GIVEN RECORDS:
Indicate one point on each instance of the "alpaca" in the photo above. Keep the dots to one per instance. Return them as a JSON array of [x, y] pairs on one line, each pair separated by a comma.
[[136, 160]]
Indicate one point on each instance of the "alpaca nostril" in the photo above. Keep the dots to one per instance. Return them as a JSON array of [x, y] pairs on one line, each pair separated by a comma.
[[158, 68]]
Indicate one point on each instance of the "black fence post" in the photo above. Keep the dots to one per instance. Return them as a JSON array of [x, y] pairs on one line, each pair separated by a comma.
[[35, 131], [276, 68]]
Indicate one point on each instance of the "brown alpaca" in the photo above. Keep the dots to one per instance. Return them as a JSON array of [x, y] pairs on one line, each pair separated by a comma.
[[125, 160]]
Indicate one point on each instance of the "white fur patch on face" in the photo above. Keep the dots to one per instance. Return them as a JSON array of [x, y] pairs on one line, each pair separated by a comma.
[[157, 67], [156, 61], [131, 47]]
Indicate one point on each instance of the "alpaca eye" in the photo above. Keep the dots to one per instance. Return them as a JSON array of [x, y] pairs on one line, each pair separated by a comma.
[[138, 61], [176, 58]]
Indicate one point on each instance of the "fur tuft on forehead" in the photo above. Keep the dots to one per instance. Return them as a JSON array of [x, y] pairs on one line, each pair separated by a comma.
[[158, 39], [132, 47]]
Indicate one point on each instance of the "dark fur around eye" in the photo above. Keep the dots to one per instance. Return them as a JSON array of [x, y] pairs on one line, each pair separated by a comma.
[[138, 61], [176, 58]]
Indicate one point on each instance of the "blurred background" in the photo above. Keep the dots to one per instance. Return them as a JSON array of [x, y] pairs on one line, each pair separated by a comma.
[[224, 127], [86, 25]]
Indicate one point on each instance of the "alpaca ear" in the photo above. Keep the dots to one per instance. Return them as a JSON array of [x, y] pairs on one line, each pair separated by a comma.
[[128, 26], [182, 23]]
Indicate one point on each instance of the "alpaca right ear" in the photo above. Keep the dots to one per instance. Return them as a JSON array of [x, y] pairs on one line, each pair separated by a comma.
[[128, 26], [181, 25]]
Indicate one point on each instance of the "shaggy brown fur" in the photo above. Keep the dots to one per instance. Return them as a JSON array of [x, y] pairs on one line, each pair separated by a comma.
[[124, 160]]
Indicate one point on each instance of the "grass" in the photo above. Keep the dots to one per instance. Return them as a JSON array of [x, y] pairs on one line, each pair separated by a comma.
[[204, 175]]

TASK STATEMENT: Each line of the records above must be copied exactly.

ANSWER BELOW:
Indicate one point on each instance of the "alpaca" in the photo above. Keep the dots to one per instance. Return them as a JSON array of [x, y] pairs on one line, each pair separated by a comma.
[[136, 160]]
Indicate one point on each instance of the "alpaca nostril" in the photo above. Keep the dots to one per instance. Return them as a JSON array of [x, y] pairs on one line, each pair separated by a comma.
[[158, 68]]
Indicate one point on each instance of the "black fence post" in the photo above. Keep the dots to one per instance. Return them as a JSON array of [x, y] pairs on one line, each pair separated by a comma.
[[35, 131], [276, 68]]
Indicate one point on each instance of the "brown alpaca" in the photo above. Keep the dots to one per instance. Return them as a JSON array of [x, y] pairs on one line, each pair separated by a comma.
[[125, 160]]
Indicate one point on each instance of the "white fur patch on face" in the photo above. Keep the dots to one per instance. Return them as a JSON array of [x, y] pairs on one line, each pair separated by a comma.
[[157, 67], [156, 61], [131, 47]]
Indicate one point on each instance of the "alpaca eye" in the photo above. Keep the dots to one per instance. Return them as a JSON array of [x, y] pairs on one line, each pair separated by a comma.
[[138, 61], [176, 58]]
Indicate one point on each instance of the "fur tuft on forehead" in the photo above. Keep the dots to one per instance. Return them as a JSON array of [x, y] pairs on one line, each pair separated by a comma.
[[158, 39], [132, 47]]
Indicate one point on each instance of the "dark fur around eye" in the photo above. Keep the dots to one per instance. Return them as a JSON array of [x, y] pairs on one line, each pair separated by a comma.
[[138, 61], [176, 58]]
Indicate one point on each instance of the "blurred background" in the photo above. Keep the dots to one per instance. Return them as a JSON array of [x, y] pairs on one line, each pair separated by a comma.
[[224, 127], [86, 25]]
Indicate one point on each instance of the "alpaca ear" in the photo above. Keep the dots to one per instance. Return them as a JSON array of [x, y] pairs on one line, each pair separated by a comma.
[[128, 26], [182, 23]]
Indicate one point on each instance of the "alpaca right ear" in the photo above. Keep the dots to one per instance. Return them as a JSON array of [x, y] pairs on one line, each pair separated by a comma.
[[128, 26], [181, 25]]
Indicate one point on each instance of the "shaggy brown fur" in the photo above. Keep the dots to one per instance. Return them as a JSON array of [x, y] pairs on one line, each pair separated by a comma.
[[124, 160]]
Indicate one point on each instance of the "grass" in the photo above. Keep the dots to one per instance. Return them as a JSON array of [x, y] pairs on one line, each pair separated by a comma.
[[204, 175]]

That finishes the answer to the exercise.